Task set:
**1.** According to the biography of Gerty Christoffels, in what year did she start work at BRT?
**2.** Which television programs are named in the biography of Gerty Christoffels?

- Born: Gerty Maria Christoffels 10 September 1958 Eigenbilzen, Belgium
- Died: 12 October 2020 (aged 62) Antwerp, Belgium
- Occupation: Television presenter
- Known for: De drie wijzen

= Gerty Christoffels =

Belgian television presenter (1958–2020)

Gerty Maria Christoffels (10 September 1958 – 12 October 2020) was a Belgian television presenter known for De drie wijzen and Het ei van Christoffels.

==Biography==
Gerty Christoffels was born on 10 September 1958 in Eigenbilzen. She was a high school teacher by profession, and taught Dutch, English, and religion at various schools. In 1984, she started work at BRT, the Flemish public broadcaster, and presented Boeketje Vlaanderen, a weekly tourist program. In 1987, Christoffels presented Belgium Today, a monthly television program to promote Belgium which was distributed to 50 American broadcasters. Between 1989 and 1991, she presented Het ei van Christoffels, a weekend magazine featuring regional reports.

Data excerpts:
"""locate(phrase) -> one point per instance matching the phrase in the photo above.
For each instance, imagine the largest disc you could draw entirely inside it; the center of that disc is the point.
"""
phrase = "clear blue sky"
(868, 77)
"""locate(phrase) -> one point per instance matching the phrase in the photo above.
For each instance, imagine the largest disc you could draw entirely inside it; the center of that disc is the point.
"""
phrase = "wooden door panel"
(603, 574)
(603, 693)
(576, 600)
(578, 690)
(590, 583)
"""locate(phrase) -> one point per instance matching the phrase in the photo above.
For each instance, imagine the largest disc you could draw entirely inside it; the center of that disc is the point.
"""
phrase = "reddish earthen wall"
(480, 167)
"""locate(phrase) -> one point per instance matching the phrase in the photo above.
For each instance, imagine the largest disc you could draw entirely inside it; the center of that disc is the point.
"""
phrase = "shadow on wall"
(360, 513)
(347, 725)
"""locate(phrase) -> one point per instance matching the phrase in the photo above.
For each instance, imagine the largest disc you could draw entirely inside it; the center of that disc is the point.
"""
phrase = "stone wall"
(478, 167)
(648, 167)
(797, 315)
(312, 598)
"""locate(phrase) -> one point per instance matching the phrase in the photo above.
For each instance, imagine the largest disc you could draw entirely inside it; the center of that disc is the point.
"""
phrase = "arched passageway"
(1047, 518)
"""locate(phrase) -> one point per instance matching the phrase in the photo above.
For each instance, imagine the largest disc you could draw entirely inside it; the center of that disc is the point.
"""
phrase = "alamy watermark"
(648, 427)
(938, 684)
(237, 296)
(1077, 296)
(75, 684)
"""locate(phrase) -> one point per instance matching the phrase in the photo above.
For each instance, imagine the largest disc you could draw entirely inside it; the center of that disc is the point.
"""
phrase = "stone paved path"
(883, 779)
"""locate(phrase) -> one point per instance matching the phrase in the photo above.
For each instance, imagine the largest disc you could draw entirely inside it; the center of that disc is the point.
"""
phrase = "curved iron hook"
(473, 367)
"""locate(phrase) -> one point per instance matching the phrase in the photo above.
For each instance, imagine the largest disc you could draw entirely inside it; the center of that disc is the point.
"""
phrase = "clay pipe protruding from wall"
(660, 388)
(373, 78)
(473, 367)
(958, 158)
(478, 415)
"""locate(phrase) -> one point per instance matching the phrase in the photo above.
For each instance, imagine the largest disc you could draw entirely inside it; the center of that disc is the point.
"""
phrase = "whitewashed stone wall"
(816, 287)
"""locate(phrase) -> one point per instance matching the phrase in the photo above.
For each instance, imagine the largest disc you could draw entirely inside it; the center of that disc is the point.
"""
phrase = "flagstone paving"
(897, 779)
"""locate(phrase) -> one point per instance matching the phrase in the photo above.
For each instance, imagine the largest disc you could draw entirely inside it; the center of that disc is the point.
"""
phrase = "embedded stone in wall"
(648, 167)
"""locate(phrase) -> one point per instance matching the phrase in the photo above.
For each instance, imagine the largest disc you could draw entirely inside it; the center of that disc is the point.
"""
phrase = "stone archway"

Results in order:
**1.** 1984

**2.** De drie wijzen, Het ei van Christoffels, Boeketje Vlaanderen, Belgium Today